§ **DESCRIPTION OF THE TASK**: Format every line of the rows below as a numbered list, omitting blank lines and leaving out the pictures.
□ □ □ □ □
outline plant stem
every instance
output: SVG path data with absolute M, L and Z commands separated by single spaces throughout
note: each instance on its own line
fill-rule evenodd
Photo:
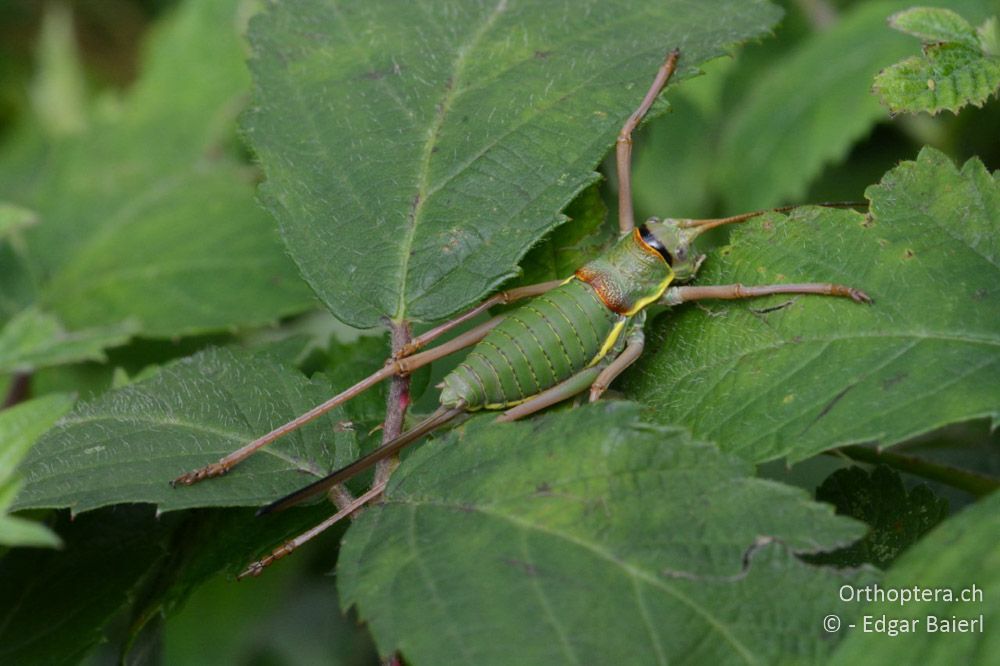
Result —
M 389 330 L 391 332 L 392 354 L 395 355 L 410 342 L 410 323 L 406 320 L 393 321 L 389 323 Z M 385 400 L 385 421 L 382 424 L 383 444 L 399 437 L 400 433 L 403 432 L 403 421 L 406 419 L 406 409 L 409 406 L 410 377 L 397 375 L 389 380 L 389 395 Z M 379 461 L 375 466 L 375 483 L 388 481 L 398 464 L 399 458 L 397 456 Z
M 872 464 L 884 464 L 916 476 L 937 481 L 952 488 L 958 488 L 976 497 L 984 497 L 1000 488 L 1000 481 L 992 477 L 969 472 L 949 465 L 940 465 L 923 458 L 907 456 L 867 446 L 842 446 L 837 452 L 852 460 Z

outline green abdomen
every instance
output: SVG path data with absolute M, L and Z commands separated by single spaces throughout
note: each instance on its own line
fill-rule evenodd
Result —
M 524 402 L 586 368 L 622 319 L 572 280 L 511 312 L 444 380 L 441 404 L 469 410 Z

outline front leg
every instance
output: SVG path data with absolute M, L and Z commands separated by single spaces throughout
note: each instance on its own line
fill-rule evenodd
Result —
M 642 331 L 642 323 L 639 322 L 633 325 L 632 330 L 629 331 L 625 342 L 625 349 L 622 350 L 622 353 L 609 363 L 604 370 L 601 370 L 601 374 L 597 375 L 597 379 L 590 385 L 590 402 L 595 402 L 604 395 L 611 382 L 618 375 L 625 372 L 625 369 L 635 363 L 642 355 L 642 350 L 645 346 L 646 335 Z

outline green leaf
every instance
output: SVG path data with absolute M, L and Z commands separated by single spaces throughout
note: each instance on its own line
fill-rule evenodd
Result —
□ □ □ □ □
§ **REPLY**:
1. outline plant stem
2. every instance
3. output: SVG path data with absolute M, L and Z commands separated by single spaces throughout
4. note: each instance on its own line
5. fill-rule evenodd
6. Photo:
7. Result —
8. M 389 330 L 391 332 L 392 354 L 395 355 L 410 342 L 410 323 L 406 320 L 393 321 L 389 323 Z M 385 400 L 385 421 L 382 424 L 383 444 L 399 437 L 400 433 L 403 432 L 403 421 L 406 419 L 406 409 L 409 406 L 410 377 L 397 375 L 389 380 L 389 395 Z M 379 461 L 375 466 L 375 483 L 388 481 L 398 464 L 399 458 L 397 456 Z
9. M 872 464 L 884 464 L 916 476 L 937 481 L 952 488 L 958 488 L 976 497 L 984 497 L 1000 488 L 1000 481 L 992 477 L 969 472 L 949 465 L 940 465 L 923 458 L 907 456 L 867 446 L 842 446 L 837 452 L 852 460 Z
10. outline green abdomen
11. every instance
12. output: SVG path data with absolute M, L and Z commands separated by single spaces throughout
13. note: each instance on its own line
14. fill-rule evenodd
15. Result —
16. M 524 402 L 586 368 L 622 319 L 572 280 L 511 312 L 444 380 L 441 404 L 469 410 Z
17. outline front leg
18. every instance
19. output: SVG path data with absolute M, L and Z commands separated by single spaces throughout
20. note: each instance on its own line
21. fill-rule evenodd
22. Result —
23. M 642 331 L 642 323 L 639 322 L 633 325 L 632 330 L 629 331 L 625 342 L 625 349 L 622 350 L 622 353 L 609 363 L 604 370 L 601 370 L 601 374 L 597 375 L 597 379 L 590 385 L 590 402 L 595 402 L 604 395 L 611 382 L 618 375 L 625 372 L 625 369 L 635 363 L 642 355 L 642 350 L 645 346 L 646 335 Z
24. outline green leaf
25. every instance
26. output: SVG path data with absolute M, L and Z commands separated by single spaces throughout
27. note: each instance on its own line
28. fill-rule evenodd
29. Result —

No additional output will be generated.